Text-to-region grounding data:
-- Opening Marker --
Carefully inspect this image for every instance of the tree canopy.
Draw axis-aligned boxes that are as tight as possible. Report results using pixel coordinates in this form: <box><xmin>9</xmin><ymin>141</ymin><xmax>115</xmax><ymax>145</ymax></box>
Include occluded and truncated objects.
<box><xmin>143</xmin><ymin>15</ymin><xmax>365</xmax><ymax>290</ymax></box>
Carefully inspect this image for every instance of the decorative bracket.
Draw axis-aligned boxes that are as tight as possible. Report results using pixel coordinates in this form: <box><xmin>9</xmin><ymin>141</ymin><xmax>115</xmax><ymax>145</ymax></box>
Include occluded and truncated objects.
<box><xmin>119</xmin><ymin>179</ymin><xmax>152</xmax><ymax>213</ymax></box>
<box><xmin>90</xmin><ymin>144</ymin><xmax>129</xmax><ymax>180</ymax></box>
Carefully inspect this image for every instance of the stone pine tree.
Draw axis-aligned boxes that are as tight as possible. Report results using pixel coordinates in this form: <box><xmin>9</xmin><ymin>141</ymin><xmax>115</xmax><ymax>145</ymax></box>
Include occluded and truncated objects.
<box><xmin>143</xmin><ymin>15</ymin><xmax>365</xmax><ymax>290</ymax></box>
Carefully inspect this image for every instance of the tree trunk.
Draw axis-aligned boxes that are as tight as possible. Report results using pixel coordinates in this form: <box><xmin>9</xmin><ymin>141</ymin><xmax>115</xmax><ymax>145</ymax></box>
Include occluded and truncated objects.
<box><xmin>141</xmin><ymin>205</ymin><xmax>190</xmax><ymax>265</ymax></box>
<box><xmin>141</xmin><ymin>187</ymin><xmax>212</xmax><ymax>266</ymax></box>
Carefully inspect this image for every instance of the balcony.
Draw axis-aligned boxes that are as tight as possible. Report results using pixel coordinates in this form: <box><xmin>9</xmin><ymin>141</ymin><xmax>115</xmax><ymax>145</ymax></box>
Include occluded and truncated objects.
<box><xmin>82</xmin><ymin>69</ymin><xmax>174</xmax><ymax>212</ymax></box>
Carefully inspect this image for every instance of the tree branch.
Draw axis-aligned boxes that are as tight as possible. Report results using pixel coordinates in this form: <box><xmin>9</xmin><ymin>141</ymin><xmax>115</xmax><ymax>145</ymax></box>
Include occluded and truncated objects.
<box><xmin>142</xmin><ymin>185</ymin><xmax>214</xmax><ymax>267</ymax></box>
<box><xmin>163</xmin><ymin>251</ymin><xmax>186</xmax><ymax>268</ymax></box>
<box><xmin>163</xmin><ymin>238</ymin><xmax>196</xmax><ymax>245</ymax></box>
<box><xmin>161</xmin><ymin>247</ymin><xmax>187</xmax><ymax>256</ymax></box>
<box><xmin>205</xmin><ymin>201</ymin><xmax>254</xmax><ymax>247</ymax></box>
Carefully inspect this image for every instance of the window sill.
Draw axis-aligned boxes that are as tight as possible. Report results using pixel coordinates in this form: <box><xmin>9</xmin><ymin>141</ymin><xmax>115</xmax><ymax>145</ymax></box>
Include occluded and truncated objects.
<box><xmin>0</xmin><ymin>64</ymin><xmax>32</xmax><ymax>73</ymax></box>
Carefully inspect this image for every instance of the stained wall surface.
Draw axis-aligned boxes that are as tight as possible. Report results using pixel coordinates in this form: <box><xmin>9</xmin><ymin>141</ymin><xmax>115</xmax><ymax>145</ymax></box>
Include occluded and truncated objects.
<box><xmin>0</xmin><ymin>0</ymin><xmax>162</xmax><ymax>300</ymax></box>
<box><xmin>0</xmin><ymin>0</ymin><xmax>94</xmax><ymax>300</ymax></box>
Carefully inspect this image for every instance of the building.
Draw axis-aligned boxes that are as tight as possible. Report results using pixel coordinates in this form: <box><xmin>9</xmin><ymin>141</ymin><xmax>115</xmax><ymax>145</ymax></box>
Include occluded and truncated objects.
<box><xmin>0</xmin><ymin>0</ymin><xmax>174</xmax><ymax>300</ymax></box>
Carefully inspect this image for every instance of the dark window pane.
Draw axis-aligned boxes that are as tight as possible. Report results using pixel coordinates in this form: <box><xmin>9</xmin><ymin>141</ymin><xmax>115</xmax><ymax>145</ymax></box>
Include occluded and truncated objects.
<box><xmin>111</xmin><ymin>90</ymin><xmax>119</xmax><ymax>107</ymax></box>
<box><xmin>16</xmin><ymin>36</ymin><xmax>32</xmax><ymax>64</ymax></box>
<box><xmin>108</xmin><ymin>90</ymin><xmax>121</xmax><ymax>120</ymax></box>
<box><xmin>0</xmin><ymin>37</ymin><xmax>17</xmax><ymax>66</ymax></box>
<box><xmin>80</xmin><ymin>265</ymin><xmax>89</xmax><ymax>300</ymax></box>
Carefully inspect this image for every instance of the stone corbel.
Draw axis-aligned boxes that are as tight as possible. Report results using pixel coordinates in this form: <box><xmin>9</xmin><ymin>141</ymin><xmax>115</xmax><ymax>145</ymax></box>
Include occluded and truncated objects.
-- Closing Marker --
ACTIVITY: An exact transcription of every record above is required.

FINAL ANSWER:
Carefully inspect this image for every instance of the tree canopy.
Draw axis-aligned boxes that are as tight as possible. Report results using pixel coordinates in this form: <box><xmin>9</xmin><ymin>141</ymin><xmax>115</xmax><ymax>145</ymax></box>
Include occluded and truncated objects.
<box><xmin>143</xmin><ymin>15</ymin><xmax>365</xmax><ymax>290</ymax></box>
Carefully inspect this image for every instance of the decorative bracket.
Draw axis-aligned boxes that are as tight as possible. Report results using pixel coordinates in this form: <box><xmin>9</xmin><ymin>141</ymin><xmax>115</xmax><ymax>145</ymax></box>
Include occluded and truncated objects.
<box><xmin>119</xmin><ymin>179</ymin><xmax>152</xmax><ymax>213</ymax></box>
<box><xmin>90</xmin><ymin>144</ymin><xmax>129</xmax><ymax>180</ymax></box>
Carefully inspect this image for every instance of the stone pine tree.
Draw axis-aligned boxes that are as tight as possible. Report results using pixel coordinates in this form: <box><xmin>9</xmin><ymin>141</ymin><xmax>115</xmax><ymax>145</ymax></box>
Include occluded and truncated objects.
<box><xmin>143</xmin><ymin>15</ymin><xmax>365</xmax><ymax>290</ymax></box>
Carefully inspect this image for every instance of the tree trunk.
Draw axis-aligned boxes that are as tight as possible. Report results using pixel coordinates in this form: <box><xmin>9</xmin><ymin>141</ymin><xmax>115</xmax><ymax>145</ymax></box>
Include occluded and truncated objects.
<box><xmin>141</xmin><ymin>205</ymin><xmax>190</xmax><ymax>265</ymax></box>
<box><xmin>141</xmin><ymin>187</ymin><xmax>212</xmax><ymax>266</ymax></box>
Carefully inspect this image for every instance of the balcony.
Draw axis-aligned boxes that are as tight as possible. Report results using pixel coordinates in this form: <box><xmin>9</xmin><ymin>141</ymin><xmax>115</xmax><ymax>145</ymax></box>
Include occluded and truncated objects.
<box><xmin>82</xmin><ymin>69</ymin><xmax>174</xmax><ymax>212</ymax></box>
Carefully inspect this image for every instance of the tree branch.
Draw axis-aligned boxes that are as tight as possible. Report results using pixel coordinates in this form: <box><xmin>9</xmin><ymin>141</ymin><xmax>115</xmax><ymax>145</ymax></box>
Include occluded and truncated objects.
<box><xmin>142</xmin><ymin>185</ymin><xmax>214</xmax><ymax>267</ymax></box>
<box><xmin>163</xmin><ymin>251</ymin><xmax>186</xmax><ymax>268</ymax></box>
<box><xmin>163</xmin><ymin>238</ymin><xmax>196</xmax><ymax>245</ymax></box>
<box><xmin>161</xmin><ymin>247</ymin><xmax>187</xmax><ymax>256</ymax></box>
<box><xmin>205</xmin><ymin>201</ymin><xmax>254</xmax><ymax>247</ymax></box>
Carefully inspect this image for every instance of the window sill.
Draw axis-aligned boxes that are as tight as possible. Report results using pixel coordinates in this form: <box><xmin>9</xmin><ymin>141</ymin><xmax>115</xmax><ymax>145</ymax></box>
Include occluded and truncated objects.
<box><xmin>0</xmin><ymin>64</ymin><xmax>32</xmax><ymax>73</ymax></box>
Carefully inspect this image for every instance of the stained wall surface.
Draw axis-aligned boxes that are as tight as possible. Report results using pixel coordinates in this form: <box><xmin>9</xmin><ymin>141</ymin><xmax>115</xmax><ymax>145</ymax></box>
Include occluded and truncated objects.
<box><xmin>0</xmin><ymin>0</ymin><xmax>162</xmax><ymax>300</ymax></box>
<box><xmin>0</xmin><ymin>0</ymin><xmax>94</xmax><ymax>300</ymax></box>
Carefully inspect this image for every instance of the building.
Draw axis-aligned boxes that are as tight as possible. Report results using pixel coordinates in this form: <box><xmin>9</xmin><ymin>141</ymin><xmax>115</xmax><ymax>145</ymax></box>
Include occluded and truncated objects.
<box><xmin>0</xmin><ymin>0</ymin><xmax>174</xmax><ymax>300</ymax></box>
Carefully inspect this image for every instance of the dark window pane.
Draw axis-aligned boxes that are as tight as possible. Report results using pixel coordinates in this form: <box><xmin>9</xmin><ymin>141</ymin><xmax>115</xmax><ymax>145</ymax></box>
Include occluded and truncated objects.
<box><xmin>111</xmin><ymin>90</ymin><xmax>119</xmax><ymax>107</ymax></box>
<box><xmin>16</xmin><ymin>36</ymin><xmax>32</xmax><ymax>64</ymax></box>
<box><xmin>108</xmin><ymin>90</ymin><xmax>121</xmax><ymax>120</ymax></box>
<box><xmin>0</xmin><ymin>37</ymin><xmax>17</xmax><ymax>66</ymax></box>
<box><xmin>80</xmin><ymin>265</ymin><xmax>89</xmax><ymax>300</ymax></box>
Carefully inspect this image for every instance of the stone corbel.
Draw axis-aligned boxes that are as tight as possible. Report results using pixel coordinates in this form: <box><xmin>9</xmin><ymin>141</ymin><xmax>115</xmax><ymax>145</ymax></box>
Include occluded and truncated objects.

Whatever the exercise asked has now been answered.